- [Problem details]:
Give back each line below verbatim.

▬▬▬▬▬▬

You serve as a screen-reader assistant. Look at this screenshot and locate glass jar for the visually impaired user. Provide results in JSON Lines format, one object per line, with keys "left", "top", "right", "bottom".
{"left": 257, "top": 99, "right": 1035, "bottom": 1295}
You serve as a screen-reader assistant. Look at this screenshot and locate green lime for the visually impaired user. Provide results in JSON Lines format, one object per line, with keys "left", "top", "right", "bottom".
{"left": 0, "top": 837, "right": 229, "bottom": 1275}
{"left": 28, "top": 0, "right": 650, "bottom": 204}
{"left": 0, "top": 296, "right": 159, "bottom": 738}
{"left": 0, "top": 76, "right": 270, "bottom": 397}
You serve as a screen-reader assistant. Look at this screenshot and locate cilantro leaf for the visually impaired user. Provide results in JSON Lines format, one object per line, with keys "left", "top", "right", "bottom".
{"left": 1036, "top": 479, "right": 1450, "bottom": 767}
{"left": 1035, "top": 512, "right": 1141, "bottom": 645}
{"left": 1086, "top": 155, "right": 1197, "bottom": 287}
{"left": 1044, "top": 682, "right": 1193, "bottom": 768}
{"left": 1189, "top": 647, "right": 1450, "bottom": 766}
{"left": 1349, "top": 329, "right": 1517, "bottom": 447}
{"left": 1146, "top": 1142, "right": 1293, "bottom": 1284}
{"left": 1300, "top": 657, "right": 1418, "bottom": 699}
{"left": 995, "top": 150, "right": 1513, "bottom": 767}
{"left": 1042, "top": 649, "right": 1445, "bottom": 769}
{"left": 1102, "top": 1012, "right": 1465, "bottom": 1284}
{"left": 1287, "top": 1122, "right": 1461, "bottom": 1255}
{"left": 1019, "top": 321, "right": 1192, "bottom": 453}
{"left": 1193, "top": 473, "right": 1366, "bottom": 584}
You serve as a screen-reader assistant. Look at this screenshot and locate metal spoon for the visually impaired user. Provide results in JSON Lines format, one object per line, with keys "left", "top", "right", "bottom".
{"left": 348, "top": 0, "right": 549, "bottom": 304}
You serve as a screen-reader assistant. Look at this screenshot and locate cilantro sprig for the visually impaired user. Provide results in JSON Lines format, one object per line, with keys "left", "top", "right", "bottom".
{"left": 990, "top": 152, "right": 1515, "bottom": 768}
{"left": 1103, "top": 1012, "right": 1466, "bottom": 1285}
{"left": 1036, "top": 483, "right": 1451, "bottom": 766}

▬▬▬▬▬▬

- [Solution to the problem]:
You serve as a screen-reader assistant. Look at this screenshot and locate glass jar for the visually impaired user. Provide results in JSON Lines format, one object per line, with keys "left", "top", "right", "bottom".
{"left": 257, "top": 99, "right": 1035, "bottom": 1295}
You serve as a screen-reader assistant. Look at this screenshot and locate green lime for the visually impaired user. Provide results in JSON Lines format, one object per line, with keys "left", "top", "right", "bottom".
{"left": 0, "top": 837, "right": 229, "bottom": 1275}
{"left": 28, "top": 0, "right": 650, "bottom": 204}
{"left": 0, "top": 296, "right": 159, "bottom": 738}
{"left": 0, "top": 76, "right": 270, "bottom": 397}
You serve as a screen-reader assistant. Look at this screenshot and locate cilantro leaf for the visually impaired user. Provide results in JSON Lines format, one object per line, with keys "left", "top", "right", "bottom".
{"left": 1036, "top": 479, "right": 1450, "bottom": 767}
{"left": 1035, "top": 512, "right": 1141, "bottom": 645}
{"left": 1086, "top": 155, "right": 1197, "bottom": 287}
{"left": 1044, "top": 682, "right": 1193, "bottom": 768}
{"left": 1189, "top": 647, "right": 1450, "bottom": 766}
{"left": 1349, "top": 329, "right": 1517, "bottom": 447}
{"left": 1146, "top": 1142, "right": 1293, "bottom": 1284}
{"left": 1300, "top": 657, "right": 1418, "bottom": 699}
{"left": 995, "top": 150, "right": 1513, "bottom": 767}
{"left": 1042, "top": 649, "right": 1445, "bottom": 769}
{"left": 1102, "top": 1012, "right": 1465, "bottom": 1284}
{"left": 1287, "top": 1122, "right": 1461, "bottom": 1255}
{"left": 1019, "top": 321, "right": 1192, "bottom": 453}
{"left": 1193, "top": 473, "right": 1366, "bottom": 584}
You serve as a screen-reader assistant. Look at this screenshot and locate metal spoon for the visually impaired user. Provide results in JSON Lines format, one object per line, with keys "left", "top", "right", "bottom".
{"left": 348, "top": 0, "right": 549, "bottom": 304}
You serve as a screen-reader assistant. Look at this screenshot and locate cilantro sprig for the visually impaired user. Provide results in JSON Lines format, one object per line, with keys "left", "top", "right", "bottom".
{"left": 990, "top": 152, "right": 1515, "bottom": 768}
{"left": 1103, "top": 1012, "right": 1466, "bottom": 1285}
{"left": 1036, "top": 483, "right": 1451, "bottom": 766}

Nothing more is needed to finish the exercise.